→ **PARTS OF THE EXERCISE**:
[A] Answer these questions from the passage on politicians and public image:
(i) Which two Conservative leaders does it say underwent a makeover?
(ii) What does it give as the cause of the current disillusionment with mainstream politics?
(iii) What pattern of speech do populist politicians prefer?
[B] Please write the next part of the passage on politicians and public image, picking up after its final sentence.

It was in the television age that youth and good looks became an asset in politics. Leaders were required to be fresh-faced and camera-ready as they morphed into the polished everyman to be beamed into people’s living rooms. Ted Heath underwent a makeover when he became Conservative leader, as did Margaret Thatcher. Tony Blair’s smart youthful appearance was one of his USPs, the personification of his vision of Britain as a “young country”. Likewise, David Cameron with his baby-faced cheeks and his slightly edgy tattooed wife trumped the pale, stale and male brigade that typified 1990s Conservatism. Politicians have long believed that in order to be popular you have to be relatable, with some going to embarrassing lengths to prove their populist credentials — their love of beer, football or pop music — of which the British public have always been suspicious but now refuse to buy.

In the internet age it is impossible for politics to be so tightly scripted or stage-managed; every slip-up is caught on camera and every hypocritical position is easily sourced and revealed. The current disillusionment with mainstream politics is not due to rising hypocrisy or wrongdoing but rather the ease and speed at which we are now able to uncover it. But this is not the only consequence. Those politicians who are able to generate popularity, legitimacy and allegiance today are not those who adhere to the old rules, but those who are seen not to bother. It is the Trumps, Farages, Corbyns and Sanders of this world who have the PPE-polished political class on the run.

The power of this new breed lies not in their anti-establishment credentials (which are questionable) but rather their anti-establishment methods and targets. There is not a great orator among them, but their use of language is key. Populist politicians on both Right and Left prefer a staccato pattern of speech, project “simple truths” over complex solutions, and seem to speak impromptu and from the gut (even though what they say is mostly scripted). In short, it is their manner and methods rather than their specific message that generate authenticity, an authenticity which does not necessarily inspire trust but, crucially, arouses an emotional response.

→ **DATASET EXTRACT**:
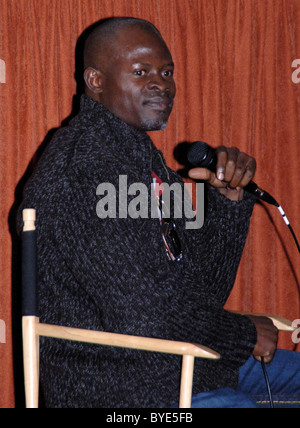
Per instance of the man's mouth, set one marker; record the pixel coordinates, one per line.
(159, 103)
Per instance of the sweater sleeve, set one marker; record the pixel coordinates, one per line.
(217, 247)
(116, 263)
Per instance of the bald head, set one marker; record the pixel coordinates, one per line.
(129, 70)
(104, 37)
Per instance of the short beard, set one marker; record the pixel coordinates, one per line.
(154, 125)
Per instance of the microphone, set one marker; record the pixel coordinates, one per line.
(201, 155)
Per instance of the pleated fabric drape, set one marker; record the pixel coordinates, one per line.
(233, 67)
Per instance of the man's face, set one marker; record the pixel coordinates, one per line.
(138, 85)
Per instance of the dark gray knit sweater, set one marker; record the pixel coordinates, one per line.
(113, 274)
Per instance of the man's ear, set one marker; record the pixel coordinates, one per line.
(94, 80)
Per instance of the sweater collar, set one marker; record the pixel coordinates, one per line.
(134, 144)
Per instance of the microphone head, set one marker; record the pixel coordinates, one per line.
(201, 155)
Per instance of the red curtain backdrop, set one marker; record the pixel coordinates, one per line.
(233, 62)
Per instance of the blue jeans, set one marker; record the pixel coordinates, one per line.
(284, 377)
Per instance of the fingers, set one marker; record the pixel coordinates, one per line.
(234, 169)
(267, 338)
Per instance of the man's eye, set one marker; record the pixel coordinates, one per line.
(140, 72)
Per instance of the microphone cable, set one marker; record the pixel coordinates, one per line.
(267, 382)
(298, 247)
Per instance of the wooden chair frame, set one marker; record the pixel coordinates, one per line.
(33, 330)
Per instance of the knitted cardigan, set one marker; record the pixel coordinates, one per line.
(113, 274)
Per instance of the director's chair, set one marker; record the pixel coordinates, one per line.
(33, 330)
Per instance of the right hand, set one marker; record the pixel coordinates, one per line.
(267, 338)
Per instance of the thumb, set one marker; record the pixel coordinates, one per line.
(204, 174)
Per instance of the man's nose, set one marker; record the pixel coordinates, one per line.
(158, 84)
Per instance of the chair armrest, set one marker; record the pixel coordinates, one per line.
(283, 324)
(126, 341)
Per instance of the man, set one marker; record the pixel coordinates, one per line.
(123, 274)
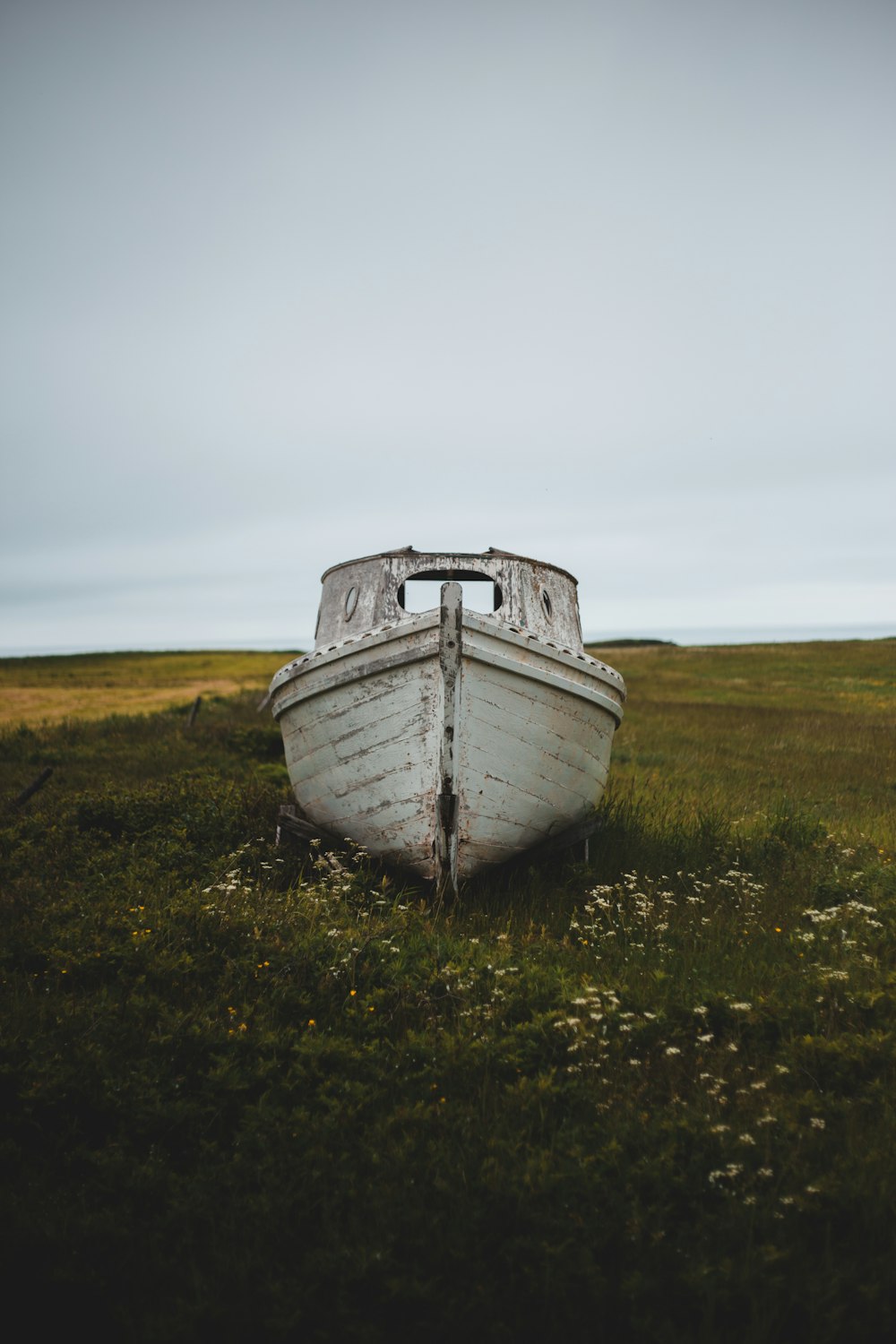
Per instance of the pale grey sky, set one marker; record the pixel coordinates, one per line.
(288, 282)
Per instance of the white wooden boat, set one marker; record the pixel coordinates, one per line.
(452, 739)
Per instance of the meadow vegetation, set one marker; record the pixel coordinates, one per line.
(271, 1093)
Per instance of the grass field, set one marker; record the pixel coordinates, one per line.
(260, 1093)
(93, 685)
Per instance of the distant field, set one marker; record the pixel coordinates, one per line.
(742, 728)
(255, 1091)
(93, 685)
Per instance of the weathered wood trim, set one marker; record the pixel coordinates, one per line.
(530, 672)
(447, 803)
(357, 672)
(355, 642)
(532, 642)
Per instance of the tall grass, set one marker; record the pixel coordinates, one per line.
(260, 1093)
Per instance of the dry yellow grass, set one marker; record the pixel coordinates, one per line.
(51, 690)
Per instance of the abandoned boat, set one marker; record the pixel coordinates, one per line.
(449, 739)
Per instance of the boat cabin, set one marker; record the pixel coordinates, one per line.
(525, 594)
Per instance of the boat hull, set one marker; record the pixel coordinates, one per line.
(447, 742)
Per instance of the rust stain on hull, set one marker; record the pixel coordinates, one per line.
(450, 739)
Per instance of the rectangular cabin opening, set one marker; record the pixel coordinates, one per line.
(424, 594)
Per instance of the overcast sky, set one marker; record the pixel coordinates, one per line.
(613, 285)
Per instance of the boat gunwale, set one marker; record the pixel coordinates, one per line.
(489, 626)
(409, 553)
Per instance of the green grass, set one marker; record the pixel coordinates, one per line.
(258, 1093)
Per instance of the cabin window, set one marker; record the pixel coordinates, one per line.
(422, 594)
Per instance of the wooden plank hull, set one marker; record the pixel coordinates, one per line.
(447, 742)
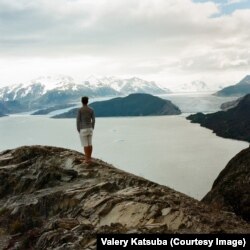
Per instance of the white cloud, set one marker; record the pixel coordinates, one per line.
(174, 39)
(230, 2)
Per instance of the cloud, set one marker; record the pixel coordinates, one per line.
(229, 2)
(147, 37)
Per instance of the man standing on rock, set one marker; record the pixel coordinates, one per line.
(85, 126)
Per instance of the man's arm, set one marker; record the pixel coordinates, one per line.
(78, 120)
(93, 119)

→ **TASK-BY-TASK RESULTS**:
[A]
(i) Ted Heath and Margaret Thatcher.
(ii) The ease and speed with which hypocrisy or wrongdoing can now be uncovered, not any rise in it.
(iii) A staccato pattern.

[B]
These four populists — Sanders, Corbyn, Trump, Farage — may have left an indelible mark on Anglo-American politics over the last 12 months but it is highly probable that only one — Jeremy Corbyn — will hold any position of power in a year’s time. The centre-Left have failed, much like the Republican Party failed, to halt the march of their populist candidate and will in all likelihood have to wait it out until a general election to regain control of their party. Owen Smith’s pre-emptive strike feels a bit like fiddling with the deckchairs while the party sinks, but his leadership challenge, and all the arguments over entryism and radical infiltration it has exposed, has no doubt served its purpose in galvanising the centre-Left over its ownership of the Labour brand. But that is not to deny the overwhelming challenge that is before them. The centre-Left has been steadily squeezed from all sides since the 2008 crash by the Tories, UKIP and the hard Left. As Corbyn heads for a successful defence of his leadership and another likely thumping majority in the members’ ballot, the centre-Left must seek to understand the appeal of this Pied Piper of Islington rather than bury their heads in shame or denial.